* _ANWEISUNG_
Gib aus dem Auszug über die Erscheinungen Jesu nach Ostern den Abschnitt zwischen „Jetzt, nach Jesu“ und „in Todesangst davon.“ wortgetreu wieder, beide Stellen eingeschlossen.

Montag, 11. Mai 2015


Die Erscheinungen Jesu nach Ostern

Obwohl Jesus seinen Jüngern in Galiläa immer wieder angekündigt hat, er werde am 3. Tage von den Toten auferstehen, begreifen sie das Osterereignis nicht und stehen fassungslos und ungläubig vor dem leeren Grab. Die Jünger können sich das Verschwinden der Leiche nicht erklären. Sie sind ratlos. Verwirrt und verängstigt bleiben sie weiterhin verborgen vor der Öffentlichkeit in ihren Unterkünften. Die Angst des Hohepriesters, die Jünger könnten den Leichnam Jesu stehlen und dann allen die frohe Botschaft von seiner Auferstehung verkünden, ist unbegründet. Denn ganz offensichtlich glauben die Jünger selbst nicht daran, dass Jesu Prophezeiung in Erfüllung gegangen ist. Das leere Grab überzeugt sie nicht. Sie halten Jesus trotzdem für tot.

Es ist nur eine Frage der Zeit, bis die vereinsamten Jünger in ihre galiläische Heimat zurückkehren werden - zu ihren Familien, in ihre Berufe. Dies alles haben sie für Jesus zurückgelassen, und nun ist die Bewegung, die er ins Leben gerufen hat, mit der Kreuzigung des Rabbis gescheitert. Was hält sie also noch in Jerusalem? In den Tagen nach der Hinrichtung haben sie das Bedürfnis, zusammen zu sitzen und gemeinsam um den getöteten Meister zu trauern, aber bald werden sie in ihr altes Leben zurückkehren, und nur die Erinnerung an aufregende Jahre wird ihnen bleiben.


Jetzt, nach Jesu Kreuzigung, haben sie offensichtlich vergessen, dass der Herr sie gelehrt hat, dass er am 3. Tage von den Toten auferstehen wird. Leicht zu überzeugen waren die Jünger noch nie. Schon während der Zeit von Jesu Wanderungen in Galiläa zeigten sich seine Jünger oft begriffsstutzig. Sie verstanden meistens Jesu Gleichnisse nicht, waren eifersüchtig aufeinander, kamen sofort in Panik, wenn sie von Naturgefahren bedroht wurden, und liefen letztendlich in Todesangst davon.

* _ENTNOMMENES MATERIAL_
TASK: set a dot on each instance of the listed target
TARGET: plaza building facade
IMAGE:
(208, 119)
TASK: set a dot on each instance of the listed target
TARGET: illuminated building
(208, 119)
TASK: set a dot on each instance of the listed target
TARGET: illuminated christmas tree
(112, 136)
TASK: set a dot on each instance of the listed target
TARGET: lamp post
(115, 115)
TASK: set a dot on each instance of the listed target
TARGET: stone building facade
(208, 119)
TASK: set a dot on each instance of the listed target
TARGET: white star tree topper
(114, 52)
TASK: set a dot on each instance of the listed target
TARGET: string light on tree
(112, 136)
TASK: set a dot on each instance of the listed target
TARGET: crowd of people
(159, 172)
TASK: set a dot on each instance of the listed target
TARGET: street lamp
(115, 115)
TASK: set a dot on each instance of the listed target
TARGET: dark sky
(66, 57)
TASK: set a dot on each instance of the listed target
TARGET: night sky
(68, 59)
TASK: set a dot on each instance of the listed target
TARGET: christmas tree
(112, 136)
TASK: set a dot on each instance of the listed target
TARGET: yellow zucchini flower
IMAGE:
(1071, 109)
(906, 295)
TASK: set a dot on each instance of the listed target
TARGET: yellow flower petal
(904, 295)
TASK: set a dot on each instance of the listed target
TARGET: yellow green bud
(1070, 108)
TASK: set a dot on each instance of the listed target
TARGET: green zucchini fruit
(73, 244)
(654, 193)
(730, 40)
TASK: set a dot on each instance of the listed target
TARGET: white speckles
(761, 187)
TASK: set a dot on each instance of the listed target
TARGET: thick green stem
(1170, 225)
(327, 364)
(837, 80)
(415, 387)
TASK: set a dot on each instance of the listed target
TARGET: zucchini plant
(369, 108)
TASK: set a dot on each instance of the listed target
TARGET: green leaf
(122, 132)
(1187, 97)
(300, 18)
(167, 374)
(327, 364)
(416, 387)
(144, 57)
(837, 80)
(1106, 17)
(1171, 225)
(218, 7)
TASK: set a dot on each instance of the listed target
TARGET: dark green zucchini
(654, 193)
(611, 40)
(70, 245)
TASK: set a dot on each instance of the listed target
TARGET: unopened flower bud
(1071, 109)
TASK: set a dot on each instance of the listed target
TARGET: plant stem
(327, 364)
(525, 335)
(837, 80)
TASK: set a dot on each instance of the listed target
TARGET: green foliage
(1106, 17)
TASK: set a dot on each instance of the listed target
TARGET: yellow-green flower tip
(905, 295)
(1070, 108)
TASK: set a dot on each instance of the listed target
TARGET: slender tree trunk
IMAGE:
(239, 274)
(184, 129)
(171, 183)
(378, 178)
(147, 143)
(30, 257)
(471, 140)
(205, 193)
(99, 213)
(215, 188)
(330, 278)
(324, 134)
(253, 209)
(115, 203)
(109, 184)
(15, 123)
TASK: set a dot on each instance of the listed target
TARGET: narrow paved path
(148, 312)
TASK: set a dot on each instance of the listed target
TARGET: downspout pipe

* _ERGEBNIS_
Jetzt, nach Jesu Kreuzigung, haben sie offensichtlich vergessen, dass der Herr sie gelehrt hat, dass er am 3. Tage von den Toten auferstehen wird. Leicht zu überzeugen waren die Jünger noch nie. Schon während der Zeit von Jesu Wanderungen in Galiläa zeigten sich seine Jünger oft begriffsstutzig. Sie verstanden meistens Jesu Gleichnisse nicht, waren eifersüchtig aufeinander, kamen sofort in Panik, wenn sie von Naturgefahren bedroht wurden, und liefen letztendlich in Todesangst davon.